Records from a collection
========================================================================
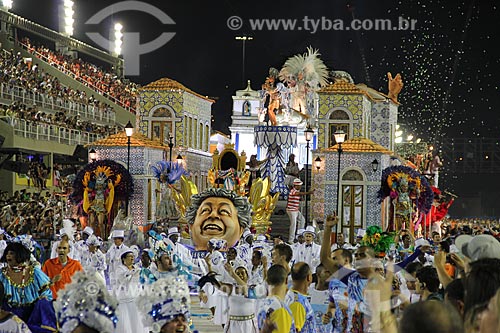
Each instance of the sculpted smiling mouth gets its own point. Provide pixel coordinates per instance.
(211, 227)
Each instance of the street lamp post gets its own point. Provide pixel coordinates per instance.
(339, 138)
(129, 130)
(93, 155)
(244, 40)
(170, 146)
(317, 163)
(308, 133)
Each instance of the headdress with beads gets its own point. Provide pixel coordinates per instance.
(163, 300)
(86, 301)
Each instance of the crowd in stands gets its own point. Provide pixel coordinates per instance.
(451, 278)
(122, 92)
(15, 72)
(33, 115)
(18, 72)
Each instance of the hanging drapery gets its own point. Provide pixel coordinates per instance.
(276, 139)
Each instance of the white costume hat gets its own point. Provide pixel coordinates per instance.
(93, 240)
(88, 230)
(246, 233)
(422, 242)
(118, 233)
(300, 231)
(361, 233)
(173, 231)
(164, 300)
(86, 301)
(309, 230)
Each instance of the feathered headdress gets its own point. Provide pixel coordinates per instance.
(162, 245)
(164, 300)
(168, 172)
(86, 301)
(379, 241)
(309, 65)
(418, 186)
(68, 229)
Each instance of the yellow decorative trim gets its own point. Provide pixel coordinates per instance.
(27, 283)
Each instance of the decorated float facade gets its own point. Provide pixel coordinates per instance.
(368, 118)
(172, 130)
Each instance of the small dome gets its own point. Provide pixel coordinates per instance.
(341, 76)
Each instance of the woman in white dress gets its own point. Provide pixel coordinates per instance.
(126, 291)
(241, 316)
(166, 305)
(85, 305)
(92, 259)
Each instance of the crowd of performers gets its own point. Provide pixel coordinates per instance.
(382, 283)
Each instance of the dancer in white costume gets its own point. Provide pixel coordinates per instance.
(126, 291)
(241, 317)
(165, 305)
(84, 305)
(92, 259)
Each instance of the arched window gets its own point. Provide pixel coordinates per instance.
(162, 122)
(352, 203)
(338, 119)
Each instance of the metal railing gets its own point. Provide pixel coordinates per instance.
(78, 78)
(86, 112)
(35, 28)
(47, 132)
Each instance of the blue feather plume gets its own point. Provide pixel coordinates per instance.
(168, 172)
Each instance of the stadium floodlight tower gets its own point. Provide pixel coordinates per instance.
(68, 17)
(7, 4)
(118, 39)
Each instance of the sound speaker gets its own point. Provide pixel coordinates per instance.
(17, 167)
(80, 152)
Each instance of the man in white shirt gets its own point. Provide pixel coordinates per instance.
(183, 252)
(244, 248)
(113, 255)
(340, 244)
(309, 251)
(81, 246)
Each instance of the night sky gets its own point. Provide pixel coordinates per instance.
(449, 63)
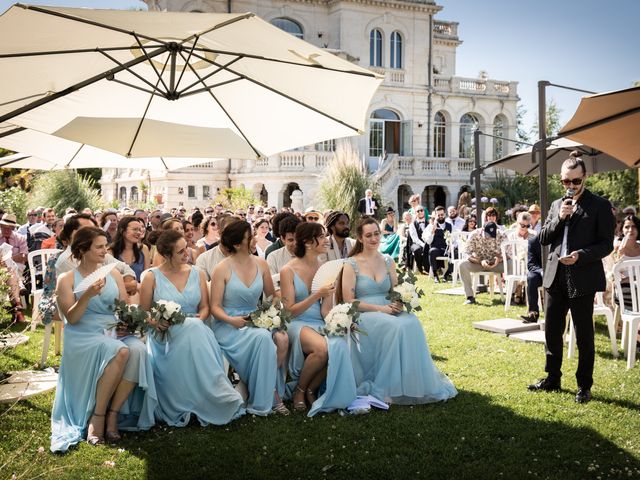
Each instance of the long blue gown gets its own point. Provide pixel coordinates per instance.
(340, 384)
(394, 363)
(87, 352)
(189, 373)
(250, 351)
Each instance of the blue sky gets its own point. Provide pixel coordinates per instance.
(588, 44)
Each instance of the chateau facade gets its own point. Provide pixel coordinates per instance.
(420, 132)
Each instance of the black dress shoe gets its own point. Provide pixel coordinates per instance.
(545, 385)
(470, 301)
(583, 395)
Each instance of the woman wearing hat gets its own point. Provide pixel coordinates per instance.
(390, 242)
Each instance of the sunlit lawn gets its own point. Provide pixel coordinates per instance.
(495, 428)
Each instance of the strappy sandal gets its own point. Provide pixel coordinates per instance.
(281, 409)
(95, 440)
(112, 437)
(300, 406)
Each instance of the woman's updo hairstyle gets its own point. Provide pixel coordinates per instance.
(306, 232)
(233, 234)
(167, 241)
(83, 239)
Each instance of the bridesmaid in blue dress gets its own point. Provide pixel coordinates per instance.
(314, 359)
(97, 371)
(394, 363)
(255, 353)
(188, 365)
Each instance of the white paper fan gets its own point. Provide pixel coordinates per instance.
(99, 274)
(326, 274)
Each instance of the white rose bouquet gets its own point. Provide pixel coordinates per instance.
(406, 291)
(167, 313)
(270, 315)
(130, 318)
(342, 320)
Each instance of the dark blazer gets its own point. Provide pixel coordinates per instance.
(590, 234)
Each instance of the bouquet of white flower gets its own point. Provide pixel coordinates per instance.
(270, 315)
(130, 318)
(406, 291)
(342, 320)
(167, 313)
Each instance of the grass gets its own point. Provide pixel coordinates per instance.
(493, 429)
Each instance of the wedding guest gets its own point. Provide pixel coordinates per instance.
(237, 284)
(393, 362)
(260, 231)
(126, 245)
(314, 359)
(187, 363)
(98, 373)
========================================================================
**TASK REQUIREMENTS**: Write the lines above out again exactly, without any of their pictures.

**RESULT OF THIS TASK**:
Each instance of the sculpted smiling mouth gets its own point. Provide pixel coordinates per instance.
(211, 227)
Each instance of the street lamp post gets its own point. Provide pixel coordinates per instance.
(339, 138)
(129, 130)
(93, 155)
(244, 40)
(170, 146)
(317, 163)
(308, 133)
Each instance of the headdress with beads gets its own point. Provide pixel coordinates per instance.
(163, 300)
(86, 301)
Each instance of the crowd in stands gets its own point. Provide pixel coordinates per instance.
(451, 278)
(122, 92)
(15, 72)
(33, 115)
(18, 72)
Each instance of the hanging drapery gets its own point. Provide pixel coordinates per instance.
(276, 139)
Each instance of the white costume hat gets its own point. Provide pixel coordinates per instance.
(93, 240)
(88, 230)
(246, 233)
(422, 242)
(118, 233)
(300, 231)
(361, 233)
(173, 231)
(164, 300)
(86, 301)
(309, 230)
Each instance of the feathered headdress gets its own point. Provide pixel coordinates per instance.
(162, 245)
(164, 300)
(168, 172)
(86, 301)
(379, 241)
(309, 65)
(418, 186)
(68, 229)
Each instance of the yellow decorative trim gets its own point. Provide pixel coordinates per instance.
(27, 283)
Each instance of the decorated float facade gets its own point. Provide pixel coordinates per instance.
(368, 118)
(172, 130)
Each instance of the small dome gets its own point. Provide pixel coordinates per instance.
(341, 76)
Each instance of the woman in white dress gets its own point. Provide pixel coordinates per instance.
(126, 291)
(241, 316)
(166, 305)
(85, 305)
(92, 259)
Each instance of the crowd of performers gets its own point. Provide pixel coordinates per instance.
(382, 283)
Each instance of the dancer in white costume gets its own point. Provide pixel coordinates per instance.
(126, 291)
(241, 317)
(165, 305)
(84, 305)
(92, 259)
Each instance of the arched window gets its own point. Provide pixel coordinates per instance.
(162, 122)
(352, 203)
(338, 119)
Each instance of the metal railing gets its own point. Provide pixel coordinates per instance.
(78, 78)
(86, 112)
(35, 28)
(47, 132)
Each instance of the blue feather plume gets its own point. Provide pixel coordinates per instance.
(168, 172)
Each instance of the stadium floodlight tower gets its own point. Provide pixel coordinates per instance.
(68, 17)
(7, 4)
(118, 39)
Each instance of the sound speaker gets its own point. Provide pixel coordinates per instance.
(17, 167)
(80, 152)
Each instance of the man in white shirt gets its own point. Provide pixel coordinates per instance.
(183, 252)
(244, 248)
(113, 255)
(340, 244)
(309, 251)
(81, 246)
Each instance of the night sky gets its own point. Provide pixel coordinates per instance.
(449, 63)
Each instance of the long blue gown gets its own point. Provide pixel coordinates per instance.
(340, 384)
(394, 363)
(87, 352)
(189, 373)
(250, 351)
Each instance of the blue sky gets its own point. Provide pixel coordinates per instance.
(588, 44)
Each instance of the chateau facade gets its own point. Provide pixel coordinates per instance.
(420, 132)
Each instance of the black dress shoe gets its own point. Provide pixel coordinates per instance.
(545, 385)
(470, 301)
(583, 395)
Each instance of the woman wearing hat gets its own point. Provide pixel coordinates per instance.
(390, 242)
Each instance of the sunlit lawn gets its own point. Provide pixel coordinates per instance.
(495, 428)
Each instance of the strappy sandal gets its own point. Provide pixel coordinates per instance.
(281, 409)
(95, 440)
(112, 437)
(300, 406)
Each instance of the woman's updo hairstyle gets its own point. Provide pixel coordinates per instance.
(306, 232)
(233, 234)
(167, 241)
(83, 239)
Each instance of the bridesmaid in blue dress gets its own point. Provide pixel coordinates per instance.
(314, 359)
(97, 371)
(394, 363)
(255, 353)
(188, 365)
Each instance of the white paper fan gets its own point. Provide pixel coordinates per instance.
(99, 274)
(326, 274)
Each instance of the white rose bouquet gets its own point. Provide pixel coordinates per instance.
(406, 291)
(167, 313)
(270, 315)
(130, 318)
(342, 320)
Each instance of the dark blazer gets its own point. Provide pixel coordinates per instance.
(590, 234)
Each instance of the bouquet of white flower gets its own point. Provide pixel coordinates per instance.
(270, 315)
(130, 318)
(406, 291)
(342, 320)
(167, 313)
Each instance of the grass gets its own point. Provide pixel coordinates per instance.
(493, 429)
Each instance of the wedding guest gets its own point. Provide pixel coordinates per instance.
(237, 284)
(393, 362)
(260, 231)
(126, 245)
(314, 359)
(187, 363)
(98, 373)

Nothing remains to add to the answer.